読解文:
────────────────
店長から今日のお刺身は鰹がお勧めだと言われ、ならば4種類入荷した酒の中から高知の酒を迷わず選んだ。「久礼」という酒が辛口だとのことだがさわやかな喉越し。鰹だけじゃなく鰈も併せて2点盛りにしてもらえたが、この鰹がただの鰹じゃない。所謂鰹特有の生臭さが全くなく、まるで鮪の中トロのような食感だ。たまりません。

烏金

この作者の作品にのめり込んで続けて読んではいるものの、デビュー当時のものは金春屋ゴメス同様内容も展開も稚拙だ。その後の涅槃の雪、心淋し川などの名作が稚拙さを乗り越えて生まれてきたのだから、作家の人生というものも面白い。もう少し付き合ってみるか。(176/1000)

人斬り半次郎 賊将編

鹿児島出身の義弟に薦められて賊将編も読んでみた。津本陽の「まぼろしの維新」でダラダラと記された西南の役の顛末を読んでいたので、どうせ桐野利秋の後半人生についても失望を重ねるだけだろうと思いきやさにあらずだった。池波正太郎にかかると、西郷は維新後の日本にとってどれだけ重要な人物だったのか、桐野の天衣無縫が可愛げに思えるほど上手く描かれている。

九十九藤

九十九と書いて「つづら」と読ませれば「葛」の一文字も同じ意味だ。曲がりくねった人生と藤の蔓に囚われたような紆余曲折はまさに「つづら」のようだ。葛の藤のようだから人生は葛藤そのものなんだろう。仕事で大事なのは人であり、人を育てることに信念を曲げてはならないことを改めて悟らせてくれる。(175/1000)

人と音楽を繋げる

新聞社の取材を受けたり、当日のケーブルテレビ局の撮影の打合せをしたりしながら漸く森の音楽会開催まで漕ぎつけた。取材等で「なぜ音楽会を開催するのか」と聞かれるのだが、このところ続く芸能人の自殺を思うと、コロナ禍で塞がりがちだった人々の気持ちを解放するためというのが相応しい理由になろうか。映画インターンシップでGoogleは「人と情報を繋げる企業だ」と示されたが、人と音楽が繋がればもっといい。

シャアとザク

リカマンで酒を物色する夫をよそに細君は冷蔵棚に釘づけ。行ってみるとお気に入りの「作」と「彗」がセットで販売されてるとか。「直汲み」と「おりがらみ」を買ってからネットで調べたら、「彗」はシャアと読みザクはガンダムに出てくるモビルスーツだそうで、ガンダムファン垂涎の日本酒セットだそうだ。

三つ子の合意形成

ママとなった娘が3歳のマゴに、YouTube画像は今日はこれでおしまいにしようねと言い聞かせる。「合意形成」とママが呟くとマゴも「合意形成」と鸚鵡返ししながらもっと見たいとごねる。3歳の子供でも難しいのだから、日曜日に迫った野外コンサートの準備でさえ仲間の間での合意形成はなかなか容易でない。どうなることやら。
────────────────
与えられた指示: 読解文のうち、「ママとなった娘が3歳のマゴに」で始まる箇所から「易でない。どうなることやら。」で終わる箇所までを、一字一句違えずに引用せよ。 ここからのデータは、読解文とは別の資料である。

データの一覧:
────────────────
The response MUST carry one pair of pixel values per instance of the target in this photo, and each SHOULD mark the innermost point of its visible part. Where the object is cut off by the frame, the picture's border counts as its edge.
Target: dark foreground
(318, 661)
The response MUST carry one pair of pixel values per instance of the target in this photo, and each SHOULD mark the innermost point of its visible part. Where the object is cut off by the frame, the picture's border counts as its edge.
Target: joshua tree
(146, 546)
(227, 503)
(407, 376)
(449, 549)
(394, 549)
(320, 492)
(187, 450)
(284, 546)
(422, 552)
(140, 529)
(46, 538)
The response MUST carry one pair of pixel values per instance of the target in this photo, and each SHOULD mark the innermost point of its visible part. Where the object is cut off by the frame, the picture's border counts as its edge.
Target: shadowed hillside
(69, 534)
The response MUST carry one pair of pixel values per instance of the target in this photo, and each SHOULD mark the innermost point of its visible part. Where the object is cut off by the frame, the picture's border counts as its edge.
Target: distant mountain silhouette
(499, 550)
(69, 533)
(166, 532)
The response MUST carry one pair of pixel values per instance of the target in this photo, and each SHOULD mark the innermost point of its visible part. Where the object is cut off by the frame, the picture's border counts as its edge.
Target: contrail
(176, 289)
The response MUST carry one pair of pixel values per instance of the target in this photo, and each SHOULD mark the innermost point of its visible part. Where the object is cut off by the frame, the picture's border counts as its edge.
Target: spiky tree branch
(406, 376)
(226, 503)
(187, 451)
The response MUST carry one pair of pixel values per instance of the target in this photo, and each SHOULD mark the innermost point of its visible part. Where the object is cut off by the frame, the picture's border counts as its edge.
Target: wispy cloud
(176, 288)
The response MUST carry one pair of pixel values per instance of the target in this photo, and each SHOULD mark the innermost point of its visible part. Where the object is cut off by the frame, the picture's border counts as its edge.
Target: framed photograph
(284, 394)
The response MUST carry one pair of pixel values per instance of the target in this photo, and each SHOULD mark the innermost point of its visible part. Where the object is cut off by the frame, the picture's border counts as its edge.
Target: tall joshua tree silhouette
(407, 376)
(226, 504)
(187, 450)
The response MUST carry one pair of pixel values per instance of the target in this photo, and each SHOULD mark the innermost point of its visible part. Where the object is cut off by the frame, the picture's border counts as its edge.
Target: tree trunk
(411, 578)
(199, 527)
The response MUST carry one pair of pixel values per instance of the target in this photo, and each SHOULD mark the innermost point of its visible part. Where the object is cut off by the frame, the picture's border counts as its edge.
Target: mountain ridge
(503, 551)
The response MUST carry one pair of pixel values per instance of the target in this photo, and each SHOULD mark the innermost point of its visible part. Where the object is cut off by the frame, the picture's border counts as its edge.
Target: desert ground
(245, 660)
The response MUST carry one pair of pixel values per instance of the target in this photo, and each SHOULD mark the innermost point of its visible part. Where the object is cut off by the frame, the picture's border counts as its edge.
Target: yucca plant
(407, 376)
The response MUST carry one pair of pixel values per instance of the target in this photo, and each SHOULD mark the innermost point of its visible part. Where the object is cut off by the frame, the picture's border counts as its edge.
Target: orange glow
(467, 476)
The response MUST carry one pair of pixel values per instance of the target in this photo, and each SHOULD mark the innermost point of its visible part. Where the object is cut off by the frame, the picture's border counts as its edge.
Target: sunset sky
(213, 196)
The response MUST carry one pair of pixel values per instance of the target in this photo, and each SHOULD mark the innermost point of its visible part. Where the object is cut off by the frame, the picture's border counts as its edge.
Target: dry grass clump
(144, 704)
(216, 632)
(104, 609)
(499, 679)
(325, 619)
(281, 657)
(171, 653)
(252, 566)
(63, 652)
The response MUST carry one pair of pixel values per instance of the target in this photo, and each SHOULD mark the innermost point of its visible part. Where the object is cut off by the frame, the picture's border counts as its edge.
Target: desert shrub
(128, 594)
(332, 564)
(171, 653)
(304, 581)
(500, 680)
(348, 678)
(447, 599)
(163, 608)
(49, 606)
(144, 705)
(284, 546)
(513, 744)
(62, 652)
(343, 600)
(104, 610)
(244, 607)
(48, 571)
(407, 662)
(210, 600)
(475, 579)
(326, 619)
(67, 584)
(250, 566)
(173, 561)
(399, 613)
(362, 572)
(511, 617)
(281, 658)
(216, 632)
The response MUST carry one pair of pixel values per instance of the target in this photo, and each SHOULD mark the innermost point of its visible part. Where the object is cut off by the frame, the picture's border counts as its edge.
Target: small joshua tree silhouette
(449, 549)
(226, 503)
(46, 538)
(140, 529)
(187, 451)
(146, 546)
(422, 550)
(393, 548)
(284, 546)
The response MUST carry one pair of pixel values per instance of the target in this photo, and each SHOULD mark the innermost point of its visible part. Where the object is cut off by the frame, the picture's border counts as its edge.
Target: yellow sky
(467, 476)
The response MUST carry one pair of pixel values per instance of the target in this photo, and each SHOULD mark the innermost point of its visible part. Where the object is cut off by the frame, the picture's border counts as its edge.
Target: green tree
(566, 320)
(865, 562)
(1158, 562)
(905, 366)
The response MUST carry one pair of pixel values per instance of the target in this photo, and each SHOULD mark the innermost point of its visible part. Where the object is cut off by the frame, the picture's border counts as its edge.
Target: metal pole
────────────────
演習結果:
ママとなった娘が3歳のマゴに、YouTube画像は今日はこれでおしまいにしようねと言い聞かせる。「合意形成」とママが呟くとマゴも「合意形成」と鸚鵡返ししながらもっと見たいとごねる。3歳の子供でも難しいのだから、日曜日に迫った野外コンサートの準備でさえ仲間の間での合意形成はなかなか容易でない。どうなることやら。